• _Supplied entries_:
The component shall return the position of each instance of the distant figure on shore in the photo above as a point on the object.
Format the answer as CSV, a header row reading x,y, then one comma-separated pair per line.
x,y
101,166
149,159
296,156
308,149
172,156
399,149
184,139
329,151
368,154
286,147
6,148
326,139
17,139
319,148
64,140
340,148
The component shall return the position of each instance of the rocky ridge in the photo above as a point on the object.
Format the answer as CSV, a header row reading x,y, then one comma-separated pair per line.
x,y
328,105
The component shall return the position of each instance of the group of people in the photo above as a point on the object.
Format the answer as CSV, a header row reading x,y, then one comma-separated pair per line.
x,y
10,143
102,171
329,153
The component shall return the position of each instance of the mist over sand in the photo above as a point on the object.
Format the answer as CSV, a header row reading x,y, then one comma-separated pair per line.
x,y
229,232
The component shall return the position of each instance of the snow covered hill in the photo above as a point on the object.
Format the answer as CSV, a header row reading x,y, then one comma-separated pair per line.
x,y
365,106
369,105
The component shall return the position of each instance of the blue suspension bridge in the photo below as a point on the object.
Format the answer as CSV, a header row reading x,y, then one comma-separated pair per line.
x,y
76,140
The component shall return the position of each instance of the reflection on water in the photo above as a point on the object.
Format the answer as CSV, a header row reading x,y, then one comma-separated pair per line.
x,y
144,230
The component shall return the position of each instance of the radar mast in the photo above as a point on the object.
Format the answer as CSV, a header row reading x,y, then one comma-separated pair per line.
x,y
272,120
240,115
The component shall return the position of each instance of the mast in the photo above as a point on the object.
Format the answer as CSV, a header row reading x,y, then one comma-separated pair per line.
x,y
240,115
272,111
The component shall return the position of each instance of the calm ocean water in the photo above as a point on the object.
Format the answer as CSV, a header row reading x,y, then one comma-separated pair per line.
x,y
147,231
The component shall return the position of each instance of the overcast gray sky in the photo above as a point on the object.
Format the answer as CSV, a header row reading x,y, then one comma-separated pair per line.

• _Exercise requirements_:
Return exactly the lines above from the line that has "of the group" through the line that has "of the mast", inclusive, and nothing else.

• _Written reply_:
The component shall return the position of each instance of the group of people in the photo above as a point on the object.
Format the answer as CSV, a header row reading x,y, then one comma-separated pair per line.
x,y
10,143
102,171
329,153
The component shall return the position of each instance of the mist over sand in the photo above as a point on the object.
Format the answer as CSV, a header row reading x,y, then one comma-separated pair per line.
x,y
229,232
The component shall return the position of each instance of the snow covered hill in the photo above as a point on the object.
Format the answer as CSV, a header row reading x,y, then one comma-separated pair per line.
x,y
365,106
369,105
The component shall return the position of each instance of the blue suspension bridge in the photo below as a point on the object.
Format the answer as CSV, a header row reading x,y, then one comma-separated pair per line.
x,y
76,140
The component shall return the position of each instance of the reflection on water in the photo above as a point on the object.
Format the answer as CSV, a header row reading x,y, then one comma-separated pair per line.
x,y
144,230
The component shall return the position of each instance of the radar mast in the photo above as a point on the object.
Format the answer as CSV, a header row reading x,y, then one comma-separated pair per line.
x,y
272,120
240,115
The component shall return the position of each instance of the mast in the photo above as a point on the object.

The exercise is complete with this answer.